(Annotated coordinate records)
·····

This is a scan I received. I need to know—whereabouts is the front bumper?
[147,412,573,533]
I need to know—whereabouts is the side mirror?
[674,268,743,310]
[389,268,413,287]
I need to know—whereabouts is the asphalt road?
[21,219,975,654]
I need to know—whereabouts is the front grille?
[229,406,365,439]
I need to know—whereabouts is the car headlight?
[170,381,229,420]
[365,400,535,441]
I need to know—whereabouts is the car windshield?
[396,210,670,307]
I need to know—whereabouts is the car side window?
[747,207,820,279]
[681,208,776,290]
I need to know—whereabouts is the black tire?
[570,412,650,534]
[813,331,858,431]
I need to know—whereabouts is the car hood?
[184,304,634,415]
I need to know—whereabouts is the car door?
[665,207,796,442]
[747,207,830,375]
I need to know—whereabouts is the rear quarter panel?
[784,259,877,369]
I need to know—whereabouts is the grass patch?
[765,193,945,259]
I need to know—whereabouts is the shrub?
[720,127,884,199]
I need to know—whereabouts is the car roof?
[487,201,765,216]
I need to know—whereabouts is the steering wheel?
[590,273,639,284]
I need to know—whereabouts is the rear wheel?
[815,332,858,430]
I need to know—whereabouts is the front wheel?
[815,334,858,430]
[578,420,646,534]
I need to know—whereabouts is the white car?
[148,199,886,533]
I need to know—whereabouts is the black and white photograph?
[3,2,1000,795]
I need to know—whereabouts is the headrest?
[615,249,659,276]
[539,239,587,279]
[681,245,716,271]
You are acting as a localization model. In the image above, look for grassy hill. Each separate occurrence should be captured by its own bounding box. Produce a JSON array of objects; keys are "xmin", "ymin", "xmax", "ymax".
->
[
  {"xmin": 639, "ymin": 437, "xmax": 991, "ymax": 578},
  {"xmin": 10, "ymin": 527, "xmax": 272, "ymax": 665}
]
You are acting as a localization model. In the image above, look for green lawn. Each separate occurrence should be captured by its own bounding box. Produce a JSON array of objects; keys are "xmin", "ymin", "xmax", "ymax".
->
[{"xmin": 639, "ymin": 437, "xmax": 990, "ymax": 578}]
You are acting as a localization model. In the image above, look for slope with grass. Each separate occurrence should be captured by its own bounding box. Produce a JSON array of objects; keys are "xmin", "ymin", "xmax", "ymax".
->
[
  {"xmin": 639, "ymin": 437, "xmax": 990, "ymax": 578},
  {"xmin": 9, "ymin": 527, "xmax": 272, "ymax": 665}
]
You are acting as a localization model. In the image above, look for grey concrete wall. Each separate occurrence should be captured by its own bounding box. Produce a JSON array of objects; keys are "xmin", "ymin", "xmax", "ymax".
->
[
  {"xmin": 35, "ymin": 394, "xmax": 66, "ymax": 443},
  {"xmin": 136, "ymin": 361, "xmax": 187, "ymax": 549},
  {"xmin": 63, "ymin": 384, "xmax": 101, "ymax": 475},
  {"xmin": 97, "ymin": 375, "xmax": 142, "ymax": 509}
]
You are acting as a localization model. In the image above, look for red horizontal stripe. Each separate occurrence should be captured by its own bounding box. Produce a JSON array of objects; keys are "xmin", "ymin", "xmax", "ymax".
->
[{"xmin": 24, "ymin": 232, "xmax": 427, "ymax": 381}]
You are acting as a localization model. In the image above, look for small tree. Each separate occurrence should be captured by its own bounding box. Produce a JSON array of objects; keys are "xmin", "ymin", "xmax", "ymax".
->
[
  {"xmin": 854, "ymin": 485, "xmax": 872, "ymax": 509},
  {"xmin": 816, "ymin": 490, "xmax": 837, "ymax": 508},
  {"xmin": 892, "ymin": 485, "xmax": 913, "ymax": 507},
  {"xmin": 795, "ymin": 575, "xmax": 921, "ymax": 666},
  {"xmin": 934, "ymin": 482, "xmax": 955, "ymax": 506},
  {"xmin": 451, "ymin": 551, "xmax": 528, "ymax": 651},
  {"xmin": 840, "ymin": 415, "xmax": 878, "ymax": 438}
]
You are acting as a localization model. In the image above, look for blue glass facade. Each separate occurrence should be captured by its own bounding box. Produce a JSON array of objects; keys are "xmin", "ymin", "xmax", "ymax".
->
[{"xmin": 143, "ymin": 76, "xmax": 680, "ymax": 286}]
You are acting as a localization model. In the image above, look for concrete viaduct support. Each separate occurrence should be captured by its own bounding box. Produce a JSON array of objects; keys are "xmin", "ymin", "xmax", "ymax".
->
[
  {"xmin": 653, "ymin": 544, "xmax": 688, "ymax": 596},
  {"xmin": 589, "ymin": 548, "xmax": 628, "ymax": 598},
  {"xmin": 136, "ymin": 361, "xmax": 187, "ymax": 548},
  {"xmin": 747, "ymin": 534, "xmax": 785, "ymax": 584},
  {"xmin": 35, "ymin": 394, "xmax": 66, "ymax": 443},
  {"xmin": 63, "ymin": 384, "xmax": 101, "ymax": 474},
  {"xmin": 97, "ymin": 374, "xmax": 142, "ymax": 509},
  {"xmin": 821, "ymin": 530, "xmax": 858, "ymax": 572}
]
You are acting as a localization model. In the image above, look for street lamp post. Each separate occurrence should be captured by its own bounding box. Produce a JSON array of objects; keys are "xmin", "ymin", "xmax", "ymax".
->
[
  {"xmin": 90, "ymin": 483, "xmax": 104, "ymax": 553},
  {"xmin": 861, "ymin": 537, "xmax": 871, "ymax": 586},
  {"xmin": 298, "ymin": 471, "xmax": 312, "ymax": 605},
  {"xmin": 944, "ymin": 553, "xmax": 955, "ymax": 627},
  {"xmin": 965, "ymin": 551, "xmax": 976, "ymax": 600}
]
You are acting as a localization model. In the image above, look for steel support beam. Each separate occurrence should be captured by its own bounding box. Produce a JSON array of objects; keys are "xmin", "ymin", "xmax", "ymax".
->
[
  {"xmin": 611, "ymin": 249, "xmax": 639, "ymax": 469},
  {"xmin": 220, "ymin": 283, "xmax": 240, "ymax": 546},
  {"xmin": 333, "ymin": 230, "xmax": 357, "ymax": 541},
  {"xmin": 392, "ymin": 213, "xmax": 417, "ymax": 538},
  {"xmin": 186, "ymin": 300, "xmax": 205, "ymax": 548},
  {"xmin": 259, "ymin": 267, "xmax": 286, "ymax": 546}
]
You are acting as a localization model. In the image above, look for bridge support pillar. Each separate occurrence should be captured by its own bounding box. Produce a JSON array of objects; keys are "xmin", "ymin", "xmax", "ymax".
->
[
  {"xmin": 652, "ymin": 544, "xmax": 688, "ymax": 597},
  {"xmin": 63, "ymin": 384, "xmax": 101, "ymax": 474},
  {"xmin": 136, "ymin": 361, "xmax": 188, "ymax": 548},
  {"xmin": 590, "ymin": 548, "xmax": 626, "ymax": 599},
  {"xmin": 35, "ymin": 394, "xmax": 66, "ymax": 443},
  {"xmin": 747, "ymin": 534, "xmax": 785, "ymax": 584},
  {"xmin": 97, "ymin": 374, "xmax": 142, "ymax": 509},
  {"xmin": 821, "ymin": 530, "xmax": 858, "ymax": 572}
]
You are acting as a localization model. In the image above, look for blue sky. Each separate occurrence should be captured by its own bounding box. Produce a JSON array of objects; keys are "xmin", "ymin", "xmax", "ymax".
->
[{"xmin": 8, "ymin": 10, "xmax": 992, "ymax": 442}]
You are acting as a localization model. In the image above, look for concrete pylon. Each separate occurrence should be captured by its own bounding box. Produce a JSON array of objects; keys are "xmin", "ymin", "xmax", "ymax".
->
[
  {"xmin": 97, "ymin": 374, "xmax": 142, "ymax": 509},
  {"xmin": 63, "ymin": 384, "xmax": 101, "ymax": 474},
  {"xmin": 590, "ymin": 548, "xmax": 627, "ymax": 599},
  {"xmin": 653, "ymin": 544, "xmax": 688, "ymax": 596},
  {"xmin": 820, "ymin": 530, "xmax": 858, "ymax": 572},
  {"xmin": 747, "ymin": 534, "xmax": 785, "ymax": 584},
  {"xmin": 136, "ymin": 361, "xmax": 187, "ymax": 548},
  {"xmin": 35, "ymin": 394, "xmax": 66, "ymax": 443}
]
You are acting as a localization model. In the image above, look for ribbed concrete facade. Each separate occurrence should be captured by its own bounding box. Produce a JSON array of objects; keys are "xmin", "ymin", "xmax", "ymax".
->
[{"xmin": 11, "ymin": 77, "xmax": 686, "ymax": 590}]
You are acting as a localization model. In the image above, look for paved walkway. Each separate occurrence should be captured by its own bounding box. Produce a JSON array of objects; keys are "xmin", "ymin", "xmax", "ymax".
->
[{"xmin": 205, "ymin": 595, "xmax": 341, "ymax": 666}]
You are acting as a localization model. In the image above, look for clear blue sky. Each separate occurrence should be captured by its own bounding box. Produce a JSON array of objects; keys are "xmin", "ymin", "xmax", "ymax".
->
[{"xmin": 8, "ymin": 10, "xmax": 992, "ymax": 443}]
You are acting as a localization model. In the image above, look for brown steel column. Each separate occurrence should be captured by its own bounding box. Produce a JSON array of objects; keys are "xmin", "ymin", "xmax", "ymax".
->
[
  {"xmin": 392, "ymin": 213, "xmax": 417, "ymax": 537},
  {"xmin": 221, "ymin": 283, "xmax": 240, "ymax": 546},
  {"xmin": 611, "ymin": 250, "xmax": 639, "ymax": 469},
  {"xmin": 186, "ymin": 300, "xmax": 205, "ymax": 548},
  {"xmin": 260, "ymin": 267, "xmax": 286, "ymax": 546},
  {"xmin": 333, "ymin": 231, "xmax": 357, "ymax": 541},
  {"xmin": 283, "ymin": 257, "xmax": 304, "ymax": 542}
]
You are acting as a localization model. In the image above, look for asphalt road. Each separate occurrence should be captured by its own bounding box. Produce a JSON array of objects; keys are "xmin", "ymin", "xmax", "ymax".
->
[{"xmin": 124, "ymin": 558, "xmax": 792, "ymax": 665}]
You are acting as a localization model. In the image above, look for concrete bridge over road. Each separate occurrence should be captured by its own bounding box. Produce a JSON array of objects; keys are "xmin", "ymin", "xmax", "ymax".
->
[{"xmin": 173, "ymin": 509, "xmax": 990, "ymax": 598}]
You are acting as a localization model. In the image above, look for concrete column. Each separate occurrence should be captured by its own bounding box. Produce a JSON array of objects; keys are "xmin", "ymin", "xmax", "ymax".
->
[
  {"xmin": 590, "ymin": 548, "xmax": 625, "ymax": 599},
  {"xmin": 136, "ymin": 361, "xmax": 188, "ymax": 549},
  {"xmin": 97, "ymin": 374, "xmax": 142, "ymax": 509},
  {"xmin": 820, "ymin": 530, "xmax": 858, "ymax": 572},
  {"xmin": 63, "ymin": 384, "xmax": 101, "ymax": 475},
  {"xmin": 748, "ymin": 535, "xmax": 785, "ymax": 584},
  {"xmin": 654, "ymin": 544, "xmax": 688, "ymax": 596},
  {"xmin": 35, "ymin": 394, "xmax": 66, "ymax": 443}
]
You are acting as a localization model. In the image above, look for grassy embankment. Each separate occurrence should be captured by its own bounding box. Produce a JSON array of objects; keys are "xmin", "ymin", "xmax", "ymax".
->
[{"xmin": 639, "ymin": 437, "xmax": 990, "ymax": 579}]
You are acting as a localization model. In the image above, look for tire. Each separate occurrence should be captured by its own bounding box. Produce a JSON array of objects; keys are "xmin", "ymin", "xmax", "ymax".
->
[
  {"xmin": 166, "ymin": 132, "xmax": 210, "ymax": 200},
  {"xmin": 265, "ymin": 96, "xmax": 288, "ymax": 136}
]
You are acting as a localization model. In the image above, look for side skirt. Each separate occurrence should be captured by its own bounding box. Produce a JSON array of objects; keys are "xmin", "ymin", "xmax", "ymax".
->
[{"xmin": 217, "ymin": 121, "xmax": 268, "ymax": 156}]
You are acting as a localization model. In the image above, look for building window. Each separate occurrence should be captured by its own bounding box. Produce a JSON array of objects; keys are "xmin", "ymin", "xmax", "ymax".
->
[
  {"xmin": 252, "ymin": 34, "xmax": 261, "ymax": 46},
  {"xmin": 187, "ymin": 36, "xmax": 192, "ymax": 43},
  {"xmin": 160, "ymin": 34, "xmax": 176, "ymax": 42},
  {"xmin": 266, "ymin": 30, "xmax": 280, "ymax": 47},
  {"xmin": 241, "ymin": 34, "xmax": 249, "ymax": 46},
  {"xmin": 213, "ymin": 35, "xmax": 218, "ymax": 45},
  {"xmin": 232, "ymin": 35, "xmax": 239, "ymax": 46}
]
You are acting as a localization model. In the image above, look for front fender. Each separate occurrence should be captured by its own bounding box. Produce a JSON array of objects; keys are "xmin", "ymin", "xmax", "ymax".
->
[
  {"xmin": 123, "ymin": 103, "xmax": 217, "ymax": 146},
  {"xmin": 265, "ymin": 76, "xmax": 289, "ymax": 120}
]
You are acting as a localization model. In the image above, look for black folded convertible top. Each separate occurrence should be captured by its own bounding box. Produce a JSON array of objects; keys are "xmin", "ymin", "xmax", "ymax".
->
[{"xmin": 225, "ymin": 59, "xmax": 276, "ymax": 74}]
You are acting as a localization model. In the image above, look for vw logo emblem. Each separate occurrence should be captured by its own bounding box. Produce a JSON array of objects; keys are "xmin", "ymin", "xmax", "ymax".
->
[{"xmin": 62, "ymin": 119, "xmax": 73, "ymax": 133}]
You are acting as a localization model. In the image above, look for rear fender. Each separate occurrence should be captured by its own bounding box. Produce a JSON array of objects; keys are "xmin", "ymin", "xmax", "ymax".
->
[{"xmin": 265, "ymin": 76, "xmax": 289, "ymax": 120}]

·····

What this task involves - Can you scale the stretch from the start of the listing through the line containing "[765,193,945,259]" by giving every line again, requests included, with each bounding-box coordinate in the answers multiplied by 0.35 and rounded to a whole number, halves up? Include both ends and return only those lines.

Complete answer -
This is a scan I received. I need to know—whereabouts is the front bumper?
[51,144,201,187]
I need to know—whereabouts is the side mirror?
[236,94,260,109]
[136,94,145,100]
I need to know—whereabouts is the asphalt road?
[7,77,341,229]
I need to know—whereabouts is the front grille?
[80,142,128,154]
I need to know—whereabouts is the car headlight?
[60,133,80,147]
[128,140,187,154]
I need to know—whereabouts is the car windshield?
[139,74,235,107]
I need to know—whereabouts is the car side window?
[261,72,287,98]
[238,73,272,102]
I need to know—whereabouts is the black tire?
[200,144,228,187]
[285,116,300,151]
I need to know—whereabouts is the car hood?
[64,106,222,145]
I need to know—whereabouts is the car door?
[233,72,279,155]
[261,72,291,131]
I need to know—whereabouts is the rear quarter panel?
[274,91,307,129]
I need to know—whereabouts is the grass patch?
[268,68,331,91]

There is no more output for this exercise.